** START **
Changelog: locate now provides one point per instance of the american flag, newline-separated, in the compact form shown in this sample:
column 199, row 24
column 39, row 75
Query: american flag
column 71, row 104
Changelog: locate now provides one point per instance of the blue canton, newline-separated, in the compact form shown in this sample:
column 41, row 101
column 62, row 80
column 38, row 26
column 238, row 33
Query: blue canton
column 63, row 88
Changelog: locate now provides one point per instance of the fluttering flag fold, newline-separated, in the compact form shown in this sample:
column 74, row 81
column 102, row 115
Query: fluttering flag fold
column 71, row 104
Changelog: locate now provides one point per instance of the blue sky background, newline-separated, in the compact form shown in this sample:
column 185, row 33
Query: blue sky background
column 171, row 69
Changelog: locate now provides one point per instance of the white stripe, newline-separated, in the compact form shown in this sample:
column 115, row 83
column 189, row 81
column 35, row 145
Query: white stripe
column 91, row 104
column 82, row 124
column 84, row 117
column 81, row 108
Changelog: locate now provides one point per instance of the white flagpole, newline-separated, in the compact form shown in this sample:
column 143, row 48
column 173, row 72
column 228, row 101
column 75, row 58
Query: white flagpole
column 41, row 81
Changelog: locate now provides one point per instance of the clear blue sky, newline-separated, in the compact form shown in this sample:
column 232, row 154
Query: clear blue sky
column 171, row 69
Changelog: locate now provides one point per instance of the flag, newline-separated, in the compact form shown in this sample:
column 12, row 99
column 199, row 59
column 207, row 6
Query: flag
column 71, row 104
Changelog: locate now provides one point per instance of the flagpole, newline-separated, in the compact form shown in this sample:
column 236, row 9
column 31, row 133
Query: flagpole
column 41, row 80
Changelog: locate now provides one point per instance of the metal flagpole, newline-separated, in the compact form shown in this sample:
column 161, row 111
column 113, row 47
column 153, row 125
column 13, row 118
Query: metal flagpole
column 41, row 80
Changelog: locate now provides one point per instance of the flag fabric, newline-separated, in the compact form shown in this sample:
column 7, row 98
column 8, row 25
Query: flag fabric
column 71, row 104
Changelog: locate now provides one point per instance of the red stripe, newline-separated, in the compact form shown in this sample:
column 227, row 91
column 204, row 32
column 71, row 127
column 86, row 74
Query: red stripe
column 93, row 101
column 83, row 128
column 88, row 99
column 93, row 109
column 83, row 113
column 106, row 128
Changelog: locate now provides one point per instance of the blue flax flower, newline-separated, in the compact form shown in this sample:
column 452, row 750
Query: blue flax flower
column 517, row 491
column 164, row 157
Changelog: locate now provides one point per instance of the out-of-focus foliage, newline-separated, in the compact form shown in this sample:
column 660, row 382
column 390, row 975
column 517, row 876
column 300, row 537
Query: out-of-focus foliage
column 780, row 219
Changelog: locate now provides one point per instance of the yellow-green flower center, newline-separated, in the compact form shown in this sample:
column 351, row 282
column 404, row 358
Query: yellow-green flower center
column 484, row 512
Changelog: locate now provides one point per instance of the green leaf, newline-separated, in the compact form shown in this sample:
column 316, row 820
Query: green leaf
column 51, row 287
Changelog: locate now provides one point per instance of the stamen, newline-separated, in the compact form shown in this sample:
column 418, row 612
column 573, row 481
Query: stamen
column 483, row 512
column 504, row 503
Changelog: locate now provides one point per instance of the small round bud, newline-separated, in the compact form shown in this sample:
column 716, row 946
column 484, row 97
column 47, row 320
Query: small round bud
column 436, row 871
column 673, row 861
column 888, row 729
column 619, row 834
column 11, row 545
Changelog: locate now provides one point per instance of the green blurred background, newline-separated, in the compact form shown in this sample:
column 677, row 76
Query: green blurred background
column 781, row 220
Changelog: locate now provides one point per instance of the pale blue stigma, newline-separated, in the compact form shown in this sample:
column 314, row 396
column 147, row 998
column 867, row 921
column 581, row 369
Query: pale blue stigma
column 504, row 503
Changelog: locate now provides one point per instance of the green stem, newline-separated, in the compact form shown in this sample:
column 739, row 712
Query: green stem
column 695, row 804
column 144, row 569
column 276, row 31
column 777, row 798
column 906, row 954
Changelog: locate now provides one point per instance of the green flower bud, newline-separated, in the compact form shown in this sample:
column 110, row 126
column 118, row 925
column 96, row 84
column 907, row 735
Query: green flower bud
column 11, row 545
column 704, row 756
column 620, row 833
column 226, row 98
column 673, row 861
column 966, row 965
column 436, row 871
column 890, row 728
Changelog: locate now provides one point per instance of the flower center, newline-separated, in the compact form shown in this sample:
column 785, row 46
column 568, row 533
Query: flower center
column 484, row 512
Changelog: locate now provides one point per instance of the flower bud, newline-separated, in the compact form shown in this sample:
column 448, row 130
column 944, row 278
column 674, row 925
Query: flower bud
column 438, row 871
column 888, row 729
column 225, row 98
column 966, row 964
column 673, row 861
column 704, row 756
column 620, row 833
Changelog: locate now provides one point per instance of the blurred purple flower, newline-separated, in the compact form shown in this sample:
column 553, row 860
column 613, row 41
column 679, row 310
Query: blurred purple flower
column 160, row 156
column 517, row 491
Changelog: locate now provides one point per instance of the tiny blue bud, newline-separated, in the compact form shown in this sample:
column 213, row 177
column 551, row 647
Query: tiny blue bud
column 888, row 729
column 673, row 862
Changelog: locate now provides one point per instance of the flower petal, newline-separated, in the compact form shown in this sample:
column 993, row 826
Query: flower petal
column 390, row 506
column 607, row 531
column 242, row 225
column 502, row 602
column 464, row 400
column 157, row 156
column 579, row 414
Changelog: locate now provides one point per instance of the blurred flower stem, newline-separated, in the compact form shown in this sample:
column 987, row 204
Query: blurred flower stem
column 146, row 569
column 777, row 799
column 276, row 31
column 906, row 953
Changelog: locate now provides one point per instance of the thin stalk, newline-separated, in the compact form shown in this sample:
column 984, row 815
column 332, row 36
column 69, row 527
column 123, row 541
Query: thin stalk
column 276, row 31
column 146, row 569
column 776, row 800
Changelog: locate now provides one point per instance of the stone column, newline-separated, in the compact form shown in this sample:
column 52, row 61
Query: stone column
** END **
WORK REQUIRED
Rewrite the material above in full, putting "Target" wherever "Query" appears and keeping every other character the same.

EXERCISE SOLUTION
Changelog: locate now provides one point per instance of the american flag, newline-separated, in the compact form shown in this sample:
column 199, row 24
column 39, row 75
Target: american flag
column 71, row 104
Changelog: locate now provides one point per instance of the blue canton, newline-separated, in the compact form shown in this sample:
column 41, row 101
column 62, row 80
column 38, row 26
column 238, row 33
Target: blue canton
column 63, row 88
Changelog: locate now provides one point per instance of the fluttering flag fold, newline-separated, in the compact form shown in this sample:
column 74, row 81
column 102, row 115
Target: fluttering flag fold
column 71, row 104
Changelog: locate now provides one point per instance of the blue sky background, newline-separated, in the compact form shown in this sample:
column 185, row 33
Target: blue sky background
column 171, row 69
Changelog: locate now provides one point per instance of the white stripe, newline-separated, in the compact form shown in this sample:
column 115, row 83
column 189, row 81
column 35, row 145
Target: white stripe
column 91, row 104
column 82, row 124
column 84, row 117
column 81, row 108
Changelog: locate now provides one point per instance of the white flagpole, newline-separated, in the compact form shown in this sample:
column 143, row 48
column 173, row 72
column 228, row 101
column 75, row 58
Target: white flagpole
column 41, row 81
Changelog: locate now provides one point per instance of the clear blue sky, newline-separated, in the compact form shown in this sample:
column 232, row 154
Target: clear blue sky
column 171, row 69
Changelog: locate now provides one point per instance of the flag, newline-separated, in the compact form shown in this sample:
column 12, row 99
column 199, row 59
column 207, row 6
Target: flag
column 71, row 104
Changelog: locate now provides one point per instance of the flagpole, newline-separated, in the compact form shown in this sample:
column 236, row 9
column 31, row 133
Target: flagpole
column 41, row 80
Changelog: locate now provides one point per instance of the metal flagpole, newline-separated, in the compact form shown in this sample:
column 161, row 111
column 113, row 47
column 153, row 125
column 13, row 118
Target: metal flagpole
column 41, row 80
Changelog: locate now provides one point per instance of the flag fabric, newline-separated, in the compact form shown in this sample:
column 7, row 98
column 8, row 25
Target: flag fabric
column 71, row 104
Changelog: locate now provides one point per instance of the red stripe, newline-separated, in the compact form shown in this sample:
column 227, row 91
column 204, row 32
column 71, row 127
column 86, row 74
Target: red stripe
column 93, row 101
column 83, row 128
column 88, row 99
column 93, row 109
column 83, row 113
column 106, row 128
Changelog: locate now provides one point per instance of the blue flax flower, newline-separated, in the compact form shown in this sample:
column 452, row 750
Target: blue flax flower
column 517, row 491
column 164, row 157
Changelog: locate now provides one point per instance of the out-of-focus foliage, newline-separated, in the compact form shown in this sample:
column 660, row 382
column 390, row 975
column 517, row 876
column 300, row 537
Target: out-of-focus foliage
column 780, row 219
Changelog: locate now provides one point per instance of the yellow-green flower center, newline-separated, in the compact form shown in this sample:
column 351, row 282
column 404, row 358
Target: yellow-green flower center
column 484, row 512
Changelog: locate now provides one point per instance of the green leaf, newline-separated, in the compact form shown in this sample:
column 316, row 820
Target: green leaf
column 51, row 287
Changelog: locate now provides one point per instance of the stamen, newline-separated, in the compact form shown in this sample:
column 418, row 612
column 573, row 481
Target: stamen
column 483, row 512
column 504, row 503
Changelog: locate now provides one point per instance of the small round bud, newline-separated, in the compact form shown in this sample:
column 716, row 946
column 484, row 97
column 47, row 320
Target: small round bud
column 436, row 871
column 673, row 861
column 888, row 729
column 619, row 834
column 11, row 545
Changelog: locate now provides one point per instance of the green blurred background, newline-separated, in the compact form shown in this sample:
column 677, row 76
Target: green blurred background
column 781, row 220
Changelog: locate now provides one point per instance of the pale blue stigma, newline-separated, in the compact form shown in this sample:
column 314, row 396
column 147, row 998
column 867, row 921
column 581, row 369
Target: pale blue stigma
column 504, row 503
Changelog: locate now provides one point per instance of the green stem, newline-separated, in the compact form shown in this sample:
column 739, row 712
Target: green stem
column 695, row 804
column 144, row 569
column 276, row 31
column 777, row 798
column 906, row 954
Changelog: locate now provides one point per instance of the green flower bud, newline-separated, in the compact form shown in this sample:
column 110, row 126
column 118, row 925
column 96, row 84
column 907, row 735
Target: green flower bud
column 11, row 545
column 704, row 756
column 620, row 833
column 226, row 98
column 673, row 861
column 966, row 965
column 436, row 871
column 890, row 728
Changelog: locate now provides one point per instance of the flower center, newline-separated, in the compact form shown in this sample:
column 785, row 46
column 568, row 533
Target: flower center
column 484, row 512
Changelog: locate now provides one point per instance of the flower bud, newline-separated, in the compact form shown in this sample:
column 448, row 130
column 944, row 278
column 674, row 925
Target: flower bud
column 438, row 871
column 888, row 729
column 225, row 98
column 966, row 964
column 673, row 861
column 704, row 756
column 620, row 833
Changelog: locate now provides one point per instance of the blurred purple flower, newline-separated, in the compact form shown in this sample:
column 553, row 860
column 613, row 41
column 679, row 310
Target: blurred purple flower
column 160, row 156
column 517, row 491
Changelog: locate now provides one point per instance of the tiny blue bud, newline-separated, in the compact form shown in this sample:
column 213, row 177
column 551, row 647
Target: tiny blue bud
column 888, row 729
column 673, row 862
Changelog: locate now provides one point per instance of the flower petal, newline-separated, in the compact form shown in this sample:
column 993, row 826
Target: flower petal
column 390, row 506
column 607, row 531
column 242, row 225
column 502, row 602
column 464, row 400
column 157, row 156
column 579, row 414
Changelog: locate now provides one point per instance of the blurred flower stem, newline-separated, in the compact form shown in this sample:
column 987, row 204
Target: blurred flower stem
column 146, row 569
column 777, row 799
column 276, row 31
column 906, row 953
Changelog: locate now provides one point per instance of the thin stalk, newline-separated, in the compact form shown in this sample:
column 984, row 815
column 332, row 36
column 69, row 527
column 123, row 541
Target: thin stalk
column 276, row 31
column 146, row 569
column 776, row 800
Changelog: locate now provides one point per instance of the stone column, newline-separated, in the compact form shown in this sample:
column 52, row 61
Target: stone column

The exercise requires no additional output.